__INFORMATION PROVIDED__:
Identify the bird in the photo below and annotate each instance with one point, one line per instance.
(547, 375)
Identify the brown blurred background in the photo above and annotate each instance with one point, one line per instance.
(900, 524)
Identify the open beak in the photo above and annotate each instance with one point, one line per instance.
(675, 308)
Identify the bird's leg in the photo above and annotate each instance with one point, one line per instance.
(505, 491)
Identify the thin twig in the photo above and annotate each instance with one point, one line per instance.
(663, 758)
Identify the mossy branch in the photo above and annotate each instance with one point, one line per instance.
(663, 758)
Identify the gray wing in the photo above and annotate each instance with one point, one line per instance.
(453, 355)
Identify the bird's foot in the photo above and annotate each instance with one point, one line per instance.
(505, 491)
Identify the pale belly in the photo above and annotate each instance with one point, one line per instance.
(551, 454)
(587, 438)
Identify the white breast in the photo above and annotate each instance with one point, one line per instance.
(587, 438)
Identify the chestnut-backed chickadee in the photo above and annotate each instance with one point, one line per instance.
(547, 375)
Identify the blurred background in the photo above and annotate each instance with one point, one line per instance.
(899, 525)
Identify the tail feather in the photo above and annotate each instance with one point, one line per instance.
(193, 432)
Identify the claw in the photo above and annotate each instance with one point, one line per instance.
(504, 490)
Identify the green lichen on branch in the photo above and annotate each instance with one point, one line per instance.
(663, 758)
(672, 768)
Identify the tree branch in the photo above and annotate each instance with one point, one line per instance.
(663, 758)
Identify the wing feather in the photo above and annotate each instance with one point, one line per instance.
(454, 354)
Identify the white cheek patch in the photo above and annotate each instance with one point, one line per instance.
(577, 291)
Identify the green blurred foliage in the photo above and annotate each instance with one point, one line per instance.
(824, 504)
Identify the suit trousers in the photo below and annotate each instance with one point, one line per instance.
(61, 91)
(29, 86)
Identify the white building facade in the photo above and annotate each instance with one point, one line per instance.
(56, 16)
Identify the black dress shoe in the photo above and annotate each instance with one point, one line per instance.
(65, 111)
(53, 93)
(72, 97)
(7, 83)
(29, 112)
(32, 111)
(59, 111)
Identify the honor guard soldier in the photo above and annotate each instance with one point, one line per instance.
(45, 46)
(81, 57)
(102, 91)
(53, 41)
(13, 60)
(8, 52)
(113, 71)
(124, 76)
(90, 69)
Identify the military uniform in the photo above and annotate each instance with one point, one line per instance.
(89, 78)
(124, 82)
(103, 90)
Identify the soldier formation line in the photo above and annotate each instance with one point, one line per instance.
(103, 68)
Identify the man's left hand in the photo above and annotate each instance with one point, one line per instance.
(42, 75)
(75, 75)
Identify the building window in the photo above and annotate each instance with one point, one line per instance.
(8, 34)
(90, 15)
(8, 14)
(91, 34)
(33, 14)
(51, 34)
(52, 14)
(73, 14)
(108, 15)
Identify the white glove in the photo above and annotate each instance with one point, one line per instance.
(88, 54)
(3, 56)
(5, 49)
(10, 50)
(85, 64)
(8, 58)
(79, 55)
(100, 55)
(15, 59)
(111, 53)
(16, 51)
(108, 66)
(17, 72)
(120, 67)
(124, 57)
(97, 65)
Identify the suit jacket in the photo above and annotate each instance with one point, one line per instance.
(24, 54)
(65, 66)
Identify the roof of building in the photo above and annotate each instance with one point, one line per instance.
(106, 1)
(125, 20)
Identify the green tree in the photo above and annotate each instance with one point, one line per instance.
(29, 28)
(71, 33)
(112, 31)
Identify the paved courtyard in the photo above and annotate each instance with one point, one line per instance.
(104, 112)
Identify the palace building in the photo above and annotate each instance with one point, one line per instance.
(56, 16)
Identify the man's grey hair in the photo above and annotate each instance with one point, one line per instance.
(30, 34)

__WHAT TO PRODUCE__: Reproduce all of the entries word for word.

__TASK ANSWER__:
Identify the bird in the photo below and annotate each instance with one point, one line per instance.
(547, 375)
Identify the brown blurred background in the photo above and annotate each instance with one point, one line per instance.
(900, 524)
Identify the open beak in the photo above and annotate each instance with one point, one line per instance.
(675, 308)
Identify the bird's leg in the photo above and annotate each instance with one point, one line per instance.
(505, 491)
Identify the thin twig in the photo above and annotate each instance with one point, one line per instance.
(663, 758)
Identify the mossy branch in the photo above and annotate each instance with one point, one line per instance.
(663, 758)
Identify the gray wing in the photo above and annotate each instance with one point, one line per instance.
(453, 355)
Identify the bird's foot in the photo above and annotate each instance with one point, one line per instance.
(505, 491)
Identify the pale belly in the photo above and annotate each instance with one point, one line per instance.
(551, 454)
(587, 438)
Identify the white breast in the photo above and annotate each instance with one point, one line per instance.
(587, 438)
Identify the chestnut-backed chickadee in the photo above and annotate each instance with one point, one line per instance.
(547, 375)
Identify the blurred background in the photo above and annotate each instance with one point, one line per instance.
(899, 525)
Identify the tail feather in the photo above and annotate each instance with one point, one line per instance.
(193, 432)
Identify the claw in the photo above and annotate each instance with one point, one line per instance.
(504, 490)
Identify the green lichen on branch in the photo above and annotate each instance with one point, one line per instance.
(663, 758)
(672, 768)
Identify the tree branch in the photo above and annotate each instance with one point, one line per instance.
(663, 758)
Identify the wing feather in the photo above and annotate each instance with one point, one line per instance.
(454, 354)
Identify the white cheek patch in the photo above and annotate each instance with one point, one line per instance.
(577, 291)
Identify the green blurred foliage in the photo above and annotate each instance with one point, one line per instance.
(824, 504)
Identify the suit trousers in the photo below and annotate each instance with one point, one line per instance.
(61, 91)
(29, 86)
Identify the white building facade in the photo above and annotate each instance with one point, one line per instance.
(56, 16)
Identify the black dress shoe in the photo above and annotate each instance with one point, one line per instance.
(65, 111)
(53, 93)
(72, 97)
(7, 83)
(29, 112)
(32, 111)
(59, 111)
Identify the honor guard soldier in the photo above and annotate each instance with one point, one line per instance.
(45, 46)
(81, 57)
(102, 91)
(53, 41)
(13, 60)
(8, 52)
(113, 71)
(124, 76)
(90, 69)
Identify the military uniform in the photo above and annotate each instance with one point, one line per instance.
(89, 78)
(124, 82)
(103, 90)
Identify the soldier formation line in the photo above and annotate each instance with one point, one line per instance.
(103, 68)
Identify the man's left hand in the photo above and annotate each instance with one point, one line per instance.
(42, 75)
(75, 75)
Identify the building window in the photo above and annotate each instance with one point, one line per instance.
(8, 34)
(90, 15)
(8, 14)
(91, 34)
(33, 14)
(51, 34)
(52, 14)
(73, 14)
(108, 15)
Identify the white glove in the photo above and annotate each instance with one point, one line per instance.
(88, 54)
(3, 56)
(5, 49)
(10, 50)
(85, 64)
(8, 58)
(79, 55)
(100, 55)
(15, 59)
(111, 53)
(16, 51)
(108, 66)
(17, 72)
(120, 67)
(124, 57)
(97, 65)
Identify the suit jacket in the photo above and annotate each instance with one point, one line per instance.
(24, 54)
(65, 66)
Identify the roof of building in the photo above and annotate each instance with one point, one line per instance.
(106, 1)
(125, 20)
Identify the green tree in the photo above and annotate each instance with one point, one line per instance.
(29, 28)
(71, 33)
(112, 31)
Identify the paved courtyard in the photo above and annotate each instance with one point, one line per instance.
(104, 112)
Identify the palace building in the photo above and annotate each instance with one point, one line per instance.
(56, 16)
Identify the man's grey hair in the photo above and annotate each instance with one point, one line per instance.
(30, 34)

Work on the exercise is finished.